----- EXTRACTED ENTRIES -----

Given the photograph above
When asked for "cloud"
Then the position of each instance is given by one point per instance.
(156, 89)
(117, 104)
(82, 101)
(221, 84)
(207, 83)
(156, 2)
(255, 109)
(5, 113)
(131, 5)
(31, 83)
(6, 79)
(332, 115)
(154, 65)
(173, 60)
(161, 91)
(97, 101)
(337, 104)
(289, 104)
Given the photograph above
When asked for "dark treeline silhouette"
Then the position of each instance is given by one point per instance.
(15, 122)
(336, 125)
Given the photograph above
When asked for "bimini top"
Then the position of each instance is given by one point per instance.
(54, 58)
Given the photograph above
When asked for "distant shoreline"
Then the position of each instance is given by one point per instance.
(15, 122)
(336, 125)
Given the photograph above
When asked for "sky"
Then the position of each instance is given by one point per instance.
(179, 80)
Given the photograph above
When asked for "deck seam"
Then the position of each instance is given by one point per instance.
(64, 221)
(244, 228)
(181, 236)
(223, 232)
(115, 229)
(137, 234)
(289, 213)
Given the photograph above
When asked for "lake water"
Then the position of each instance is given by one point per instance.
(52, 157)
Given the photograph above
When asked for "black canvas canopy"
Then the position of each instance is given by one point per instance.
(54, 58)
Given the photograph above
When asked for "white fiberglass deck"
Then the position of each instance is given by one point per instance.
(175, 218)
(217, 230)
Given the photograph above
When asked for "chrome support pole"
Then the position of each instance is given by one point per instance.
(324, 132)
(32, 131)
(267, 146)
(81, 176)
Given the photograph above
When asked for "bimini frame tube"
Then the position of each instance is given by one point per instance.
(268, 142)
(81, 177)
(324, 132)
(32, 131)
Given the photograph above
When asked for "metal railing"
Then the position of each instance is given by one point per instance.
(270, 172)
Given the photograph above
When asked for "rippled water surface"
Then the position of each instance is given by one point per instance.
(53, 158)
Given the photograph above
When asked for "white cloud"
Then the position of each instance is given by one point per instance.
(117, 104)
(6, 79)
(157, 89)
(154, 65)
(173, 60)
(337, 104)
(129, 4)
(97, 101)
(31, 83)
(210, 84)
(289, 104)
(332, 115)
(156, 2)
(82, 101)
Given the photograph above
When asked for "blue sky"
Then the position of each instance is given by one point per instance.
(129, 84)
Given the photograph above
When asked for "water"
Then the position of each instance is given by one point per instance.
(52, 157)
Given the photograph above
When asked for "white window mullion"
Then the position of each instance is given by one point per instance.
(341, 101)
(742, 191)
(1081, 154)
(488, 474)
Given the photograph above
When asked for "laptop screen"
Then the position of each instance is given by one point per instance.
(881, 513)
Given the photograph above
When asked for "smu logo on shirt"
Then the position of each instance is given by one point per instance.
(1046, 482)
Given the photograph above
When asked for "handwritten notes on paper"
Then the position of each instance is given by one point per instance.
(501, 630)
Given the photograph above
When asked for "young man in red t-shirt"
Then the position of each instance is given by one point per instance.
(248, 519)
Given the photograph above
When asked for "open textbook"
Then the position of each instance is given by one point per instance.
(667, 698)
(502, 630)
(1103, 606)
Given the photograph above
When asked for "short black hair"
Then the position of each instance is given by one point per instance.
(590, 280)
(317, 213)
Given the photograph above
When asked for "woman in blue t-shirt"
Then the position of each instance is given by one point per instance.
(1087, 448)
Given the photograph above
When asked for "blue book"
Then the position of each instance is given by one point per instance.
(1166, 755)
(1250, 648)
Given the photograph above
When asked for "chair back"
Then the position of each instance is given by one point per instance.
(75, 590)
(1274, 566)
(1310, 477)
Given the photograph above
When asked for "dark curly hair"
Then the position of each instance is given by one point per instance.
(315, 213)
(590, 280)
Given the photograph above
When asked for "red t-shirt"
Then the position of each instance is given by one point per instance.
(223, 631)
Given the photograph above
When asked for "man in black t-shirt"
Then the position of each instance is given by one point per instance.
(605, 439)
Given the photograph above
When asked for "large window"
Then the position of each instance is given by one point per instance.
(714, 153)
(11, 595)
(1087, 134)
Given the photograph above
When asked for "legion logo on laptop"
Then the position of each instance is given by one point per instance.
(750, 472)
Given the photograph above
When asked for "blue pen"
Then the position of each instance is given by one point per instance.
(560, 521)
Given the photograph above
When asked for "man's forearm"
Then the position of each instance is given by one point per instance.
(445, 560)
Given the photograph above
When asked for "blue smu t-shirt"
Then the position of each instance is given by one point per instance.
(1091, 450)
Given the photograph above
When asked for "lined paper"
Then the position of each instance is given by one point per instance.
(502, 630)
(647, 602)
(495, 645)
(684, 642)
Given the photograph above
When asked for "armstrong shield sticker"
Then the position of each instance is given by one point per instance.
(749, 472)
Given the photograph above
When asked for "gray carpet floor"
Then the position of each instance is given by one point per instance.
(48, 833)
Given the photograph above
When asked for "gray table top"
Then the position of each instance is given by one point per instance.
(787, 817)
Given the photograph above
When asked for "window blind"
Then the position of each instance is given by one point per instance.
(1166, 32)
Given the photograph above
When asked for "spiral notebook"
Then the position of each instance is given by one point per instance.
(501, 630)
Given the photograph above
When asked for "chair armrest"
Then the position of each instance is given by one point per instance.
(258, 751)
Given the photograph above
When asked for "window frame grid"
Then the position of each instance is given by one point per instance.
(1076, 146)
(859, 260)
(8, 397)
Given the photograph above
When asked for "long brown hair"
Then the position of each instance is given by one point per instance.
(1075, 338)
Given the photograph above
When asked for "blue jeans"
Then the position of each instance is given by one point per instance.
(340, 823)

-----

## GIVEN INSTRUCTION
Count the lines in the records that contain the string "cloud". Reply with the number alone.

## EXERCISE RESULT
2